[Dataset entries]
^^^^^^^^

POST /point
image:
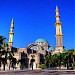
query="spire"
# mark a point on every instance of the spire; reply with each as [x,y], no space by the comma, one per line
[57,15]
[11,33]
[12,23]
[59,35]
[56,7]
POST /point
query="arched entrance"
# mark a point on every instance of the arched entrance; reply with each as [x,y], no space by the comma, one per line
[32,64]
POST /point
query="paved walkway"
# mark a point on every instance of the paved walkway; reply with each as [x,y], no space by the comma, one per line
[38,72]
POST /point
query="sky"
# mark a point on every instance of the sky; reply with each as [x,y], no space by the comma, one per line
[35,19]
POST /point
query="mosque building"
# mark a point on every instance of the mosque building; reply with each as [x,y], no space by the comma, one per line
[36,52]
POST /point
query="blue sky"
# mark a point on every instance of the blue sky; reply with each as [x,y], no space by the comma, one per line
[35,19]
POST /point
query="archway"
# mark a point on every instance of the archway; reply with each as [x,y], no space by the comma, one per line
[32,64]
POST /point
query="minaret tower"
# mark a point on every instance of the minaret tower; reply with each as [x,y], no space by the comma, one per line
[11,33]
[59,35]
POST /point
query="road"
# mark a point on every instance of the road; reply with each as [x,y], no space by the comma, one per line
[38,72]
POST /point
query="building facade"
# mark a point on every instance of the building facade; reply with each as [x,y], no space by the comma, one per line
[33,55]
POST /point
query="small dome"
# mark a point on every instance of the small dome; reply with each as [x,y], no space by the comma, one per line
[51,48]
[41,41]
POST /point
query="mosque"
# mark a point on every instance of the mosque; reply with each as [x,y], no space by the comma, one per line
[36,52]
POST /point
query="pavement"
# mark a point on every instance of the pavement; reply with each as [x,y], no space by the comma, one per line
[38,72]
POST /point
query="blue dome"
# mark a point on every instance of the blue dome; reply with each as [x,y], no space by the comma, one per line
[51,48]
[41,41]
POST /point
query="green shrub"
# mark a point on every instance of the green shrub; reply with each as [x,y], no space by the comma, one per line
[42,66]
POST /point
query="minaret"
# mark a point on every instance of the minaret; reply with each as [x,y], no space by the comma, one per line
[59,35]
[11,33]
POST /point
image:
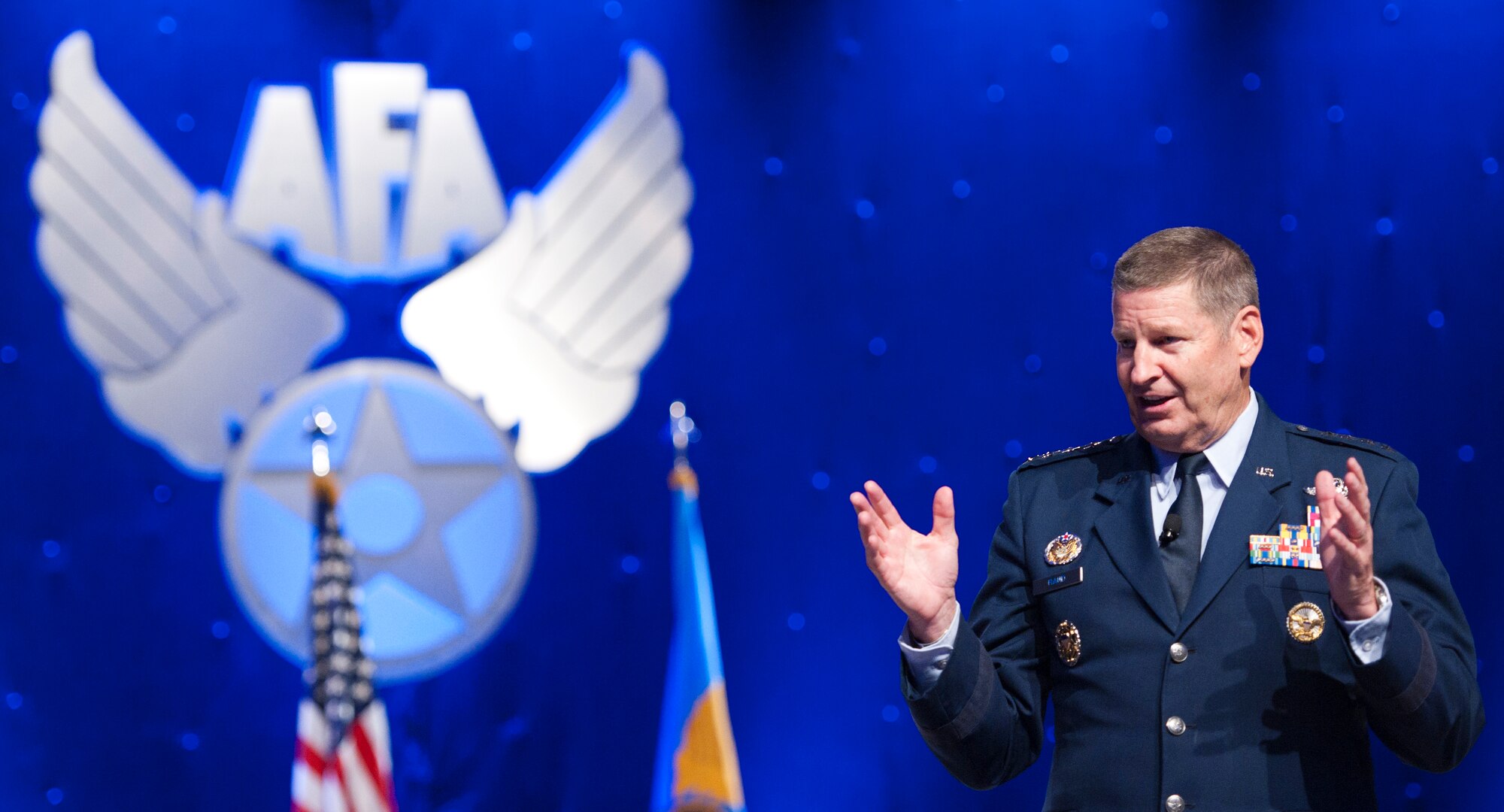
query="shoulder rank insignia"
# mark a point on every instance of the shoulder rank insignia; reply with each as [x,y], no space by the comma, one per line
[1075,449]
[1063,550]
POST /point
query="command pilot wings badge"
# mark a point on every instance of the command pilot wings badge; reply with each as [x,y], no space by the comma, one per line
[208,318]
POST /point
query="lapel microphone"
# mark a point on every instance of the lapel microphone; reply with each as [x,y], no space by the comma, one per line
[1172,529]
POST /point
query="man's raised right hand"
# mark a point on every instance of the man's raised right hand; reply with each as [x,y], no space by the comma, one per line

^^^^^^^^

**WORK ORDER**
Report each line above containing the string "right".

**OUTPUT FOR THIS TASK**
query="man's raised right hand"
# mark a point on every instance of the man's raised right hand; reply with each as [x,y], no space by the comma, one per line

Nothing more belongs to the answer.